Ecology can be studied using lots of different living things. Some people study the ecology of animals while some study the ecology of microorganisms like bacteria that are too small for us to see with just our eyes. These studies, and all the ones in between, provide important information about how living things work together in the world around us.

Studying Painted Turtles

For my research, I study painted turtles. On top of being really cute, these turtles provide a really interesting system for studying ecology.

Painted turtles live all across the United States, from hot places like Alabama to cooler climates like Idaho. Since the same kind of animal lives in many different places with different weather patterns, we can compare how they interact with their environments. Do painted turtles that live in the cold behave differently than those who live where it’s hot?

In addition to their distribution across the country, painted turtles have something called “Temperature-dependent sex determination.”

In many animals, and in humans, whether something is male or female is determined by its chromosomes or tiny clusters of DNA. If you have two X-chromosomes, you’re a female, and if you have one X-chromosome and one Y-chromosome, you are male.

However, in turtles, sex is determined by the temperature that the eggs experience while they are in their nest. There are three different patterns of temperature-dependent sex determination. However, in painted turtles, eggs that experience warmer temperatures turn into females while eggs that experience cooler temperatures turn into males. An easy way to remember this is the saying “hot chicks and cool dudes”!

My Research

Temperature-dependent sex determination presents an interesting opportunity for scientists to ask questions. Because these turtles experience such different climates, their eggs are also developing at different temperatures. Eggs in Idaho grow in much cooler temperatures than eggs in Alabama, so does that mean Idaho would produce a lot more male turtles than Alabama. These are the types of questions my research focuses on.

The knowledge gained when I answer these questions can be applied to other areas and contribute to our overall understanding of nature.

────────────────

Problem set —
1. Please list every geographic place named in the text about painted turtles.
2. Copy the text about painted turtles starting at "Studying Painted Turtles" and ending at "for studying ecology.", but swap "cute" for "charming".
3. In the text about painted turtles, what nest temperatures cause painted turtle eggs to become females?
Answer using only the text about painted turtles.

────────────────

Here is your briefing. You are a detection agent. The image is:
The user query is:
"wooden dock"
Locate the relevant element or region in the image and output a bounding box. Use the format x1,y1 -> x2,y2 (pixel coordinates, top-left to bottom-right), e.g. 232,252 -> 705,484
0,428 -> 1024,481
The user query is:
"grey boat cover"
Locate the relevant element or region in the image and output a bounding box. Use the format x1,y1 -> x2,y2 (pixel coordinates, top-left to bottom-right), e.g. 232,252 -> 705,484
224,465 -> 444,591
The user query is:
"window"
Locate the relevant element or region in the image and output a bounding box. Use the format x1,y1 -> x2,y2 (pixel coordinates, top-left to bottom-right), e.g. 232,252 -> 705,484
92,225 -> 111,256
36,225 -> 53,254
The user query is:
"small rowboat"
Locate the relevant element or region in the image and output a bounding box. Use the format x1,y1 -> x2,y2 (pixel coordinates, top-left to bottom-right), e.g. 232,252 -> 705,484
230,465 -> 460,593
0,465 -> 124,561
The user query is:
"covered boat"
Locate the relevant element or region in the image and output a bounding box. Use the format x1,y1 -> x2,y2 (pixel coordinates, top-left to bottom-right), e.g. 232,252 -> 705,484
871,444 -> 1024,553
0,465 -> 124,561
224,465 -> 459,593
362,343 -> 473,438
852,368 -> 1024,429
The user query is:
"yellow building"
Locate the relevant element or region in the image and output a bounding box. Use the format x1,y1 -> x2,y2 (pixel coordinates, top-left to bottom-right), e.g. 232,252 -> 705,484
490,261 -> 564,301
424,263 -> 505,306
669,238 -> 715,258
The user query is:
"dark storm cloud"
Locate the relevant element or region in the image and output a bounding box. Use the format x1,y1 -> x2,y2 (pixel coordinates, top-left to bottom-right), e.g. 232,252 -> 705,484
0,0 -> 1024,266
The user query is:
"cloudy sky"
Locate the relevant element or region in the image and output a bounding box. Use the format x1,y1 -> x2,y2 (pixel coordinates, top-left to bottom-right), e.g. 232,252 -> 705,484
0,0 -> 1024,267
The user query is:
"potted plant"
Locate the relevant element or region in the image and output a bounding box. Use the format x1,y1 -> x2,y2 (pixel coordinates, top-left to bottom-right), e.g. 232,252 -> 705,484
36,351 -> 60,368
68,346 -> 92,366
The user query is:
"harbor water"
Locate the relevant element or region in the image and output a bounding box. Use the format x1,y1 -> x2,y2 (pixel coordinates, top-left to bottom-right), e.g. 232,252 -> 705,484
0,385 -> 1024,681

────────────────

Answers for the exercise —
1. United States, Alabama, Idaho

2.
Studying Painted Turtles

For my research, I study painted turtles. On top of being really charming, these turtles provide a really interesting system for studying ecology.

3. Warmer temperatures.